- _Task requirements_
Output the data verbatim, with nothing added or dropped.

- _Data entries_
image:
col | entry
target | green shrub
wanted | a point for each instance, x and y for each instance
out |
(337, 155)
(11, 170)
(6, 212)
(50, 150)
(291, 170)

- _Exercise response_
image:
col | entry
target | green shrub
wanted | a point for each instance, x and y for each instance
out |
(337, 155)
(11, 170)
(6, 212)
(50, 150)
(291, 170)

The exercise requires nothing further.